SOURCE DOCUMENT Start Marker
Lake

Video, 32 min. 38 sec., 2025

About 20,000 years ago, glaciers retreated from the Midwest. When they melted, they filled enormous basins with water, creating the Great Lakes — including Lake Michigan. With a surface area of over 22,000 square miles, Lake Michigan contains nearly 1,200 cubic miles of water and has a maximum depth of 925 feet. It is immense and nearly incomprehensible in scale.

For most of my life, I’ve lived fairly close to Lake Michigan. My dad, brother, and I used to fish for salmon and trout from a long pier that extended out into the lake and my sister still goes to Bradford Beach to hang out with the beach crew. When my mom was one year old, her dad died on the Great Lakes when he either fell or jumped from a steamer ship he was serving on. Today, I live in a house that’s only about a ten minute walk to the lake.
SOURCE DOCUMENT End Marker
EXTRACTED ENTRIES Start Marker
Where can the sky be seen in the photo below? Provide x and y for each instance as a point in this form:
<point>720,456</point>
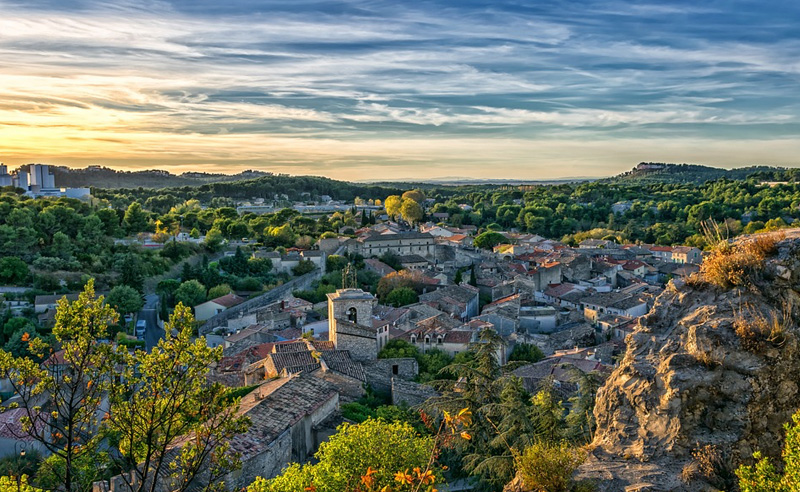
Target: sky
<point>369,89</point>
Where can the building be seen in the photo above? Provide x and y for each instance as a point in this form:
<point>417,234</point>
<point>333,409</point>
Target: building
<point>615,303</point>
<point>350,324</point>
<point>687,255</point>
<point>461,301</point>
<point>404,243</point>
<point>209,309</point>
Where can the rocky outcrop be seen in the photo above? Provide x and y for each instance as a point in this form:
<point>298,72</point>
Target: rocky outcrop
<point>691,394</point>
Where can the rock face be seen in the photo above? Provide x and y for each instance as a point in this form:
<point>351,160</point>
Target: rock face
<point>689,382</point>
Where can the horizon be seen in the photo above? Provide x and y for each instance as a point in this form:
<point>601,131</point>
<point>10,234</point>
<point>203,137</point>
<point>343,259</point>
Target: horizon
<point>357,90</point>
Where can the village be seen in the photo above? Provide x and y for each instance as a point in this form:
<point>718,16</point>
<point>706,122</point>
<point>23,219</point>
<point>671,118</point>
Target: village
<point>576,304</point>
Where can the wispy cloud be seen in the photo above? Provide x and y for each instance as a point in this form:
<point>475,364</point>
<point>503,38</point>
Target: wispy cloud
<point>335,87</point>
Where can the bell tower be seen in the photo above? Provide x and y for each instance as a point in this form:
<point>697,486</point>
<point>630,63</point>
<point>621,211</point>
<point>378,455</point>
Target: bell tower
<point>350,324</point>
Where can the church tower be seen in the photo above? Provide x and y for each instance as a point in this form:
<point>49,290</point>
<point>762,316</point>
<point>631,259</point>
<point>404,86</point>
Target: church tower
<point>350,324</point>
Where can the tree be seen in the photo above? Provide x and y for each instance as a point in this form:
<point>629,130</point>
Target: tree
<point>489,240</point>
<point>549,467</point>
<point>335,262</point>
<point>213,241</point>
<point>135,219</point>
<point>125,299</point>
<point>398,348</point>
<point>393,205</point>
<point>412,211</point>
<point>13,270</point>
<point>383,449</point>
<point>416,195</point>
<point>764,476</point>
<point>190,293</point>
<point>303,267</point>
<point>164,395</point>
<point>219,291</point>
<point>74,381</point>
<point>401,296</point>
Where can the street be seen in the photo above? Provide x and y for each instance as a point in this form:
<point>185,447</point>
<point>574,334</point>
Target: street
<point>153,333</point>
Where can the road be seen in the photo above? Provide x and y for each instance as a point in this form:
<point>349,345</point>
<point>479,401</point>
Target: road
<point>152,333</point>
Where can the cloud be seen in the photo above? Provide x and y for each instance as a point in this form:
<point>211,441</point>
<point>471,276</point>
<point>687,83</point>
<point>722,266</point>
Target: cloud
<point>333,86</point>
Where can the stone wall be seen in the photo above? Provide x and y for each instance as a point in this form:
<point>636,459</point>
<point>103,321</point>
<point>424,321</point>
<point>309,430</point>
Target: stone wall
<point>410,393</point>
<point>256,303</point>
<point>380,372</point>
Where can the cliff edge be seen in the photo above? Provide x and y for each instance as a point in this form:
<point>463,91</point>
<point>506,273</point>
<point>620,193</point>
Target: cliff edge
<point>710,375</point>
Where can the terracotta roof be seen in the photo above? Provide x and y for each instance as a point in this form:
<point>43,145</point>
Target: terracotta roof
<point>276,406</point>
<point>294,362</point>
<point>228,301</point>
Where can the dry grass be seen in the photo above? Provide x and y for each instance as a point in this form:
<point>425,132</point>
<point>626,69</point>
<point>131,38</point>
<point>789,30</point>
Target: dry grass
<point>711,463</point>
<point>737,264</point>
<point>757,330</point>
EXTRACTED ENTRIES End Marker
**EXERCISE TASKS**:
1) Retype the Lake Michigan text, everything from "For most of" down to "to the lake.".
2) Write what comes next in the Lake Michigan text, starting after its final sentence.

**RESPONSES FOR EACH TASK**:
1)
For most of my life, I’ve lived fairly close to Lake Michigan. My dad, brother, and I used to fish for salmon and trout from a long pier that extended out into the lake and my sister still goes to Bradford Beach to hang out with the beach crew. When my mom was one year old, her dad died on the Great Lakes when he either fell or jumped from a steamer ship he was serving on. Today, I live in a house that’s only about a ten minute walk to the lake.

2)
Despite its enormity, my personal history with it, and my proximity to it, I’d always taken Lake Michigan for granted. It was always there, but I never really saw it. That changed when the pandemic hit in early 2020. Unable to travel to make work, I found solace in a set of hiking trails that skirted the bluffs on the lake near my house. Starting in 2023, from a vantage point on those bluffs, I filmed the lake over the course of a year — just water and sky, each image framed exactly the same.

With this film, I’ve reminded myself of the power, beauty, significance, and timelessness that the lake possesses. From the first indigenous inhabitants of the Great Lakes basin, throughout European settlement, and up to the present day, Lake Michigan has provided subsistence, commerce, transportation, power, recreation, and a sense of awe for those who have lived near it. Its future as a source of fresh water — especially in light of climate change — is of utmost importance to the region. It is in turns both calming and terrifying. Its moods are infinite. While it’s a source of life for millions of people, it’s also a wilderness.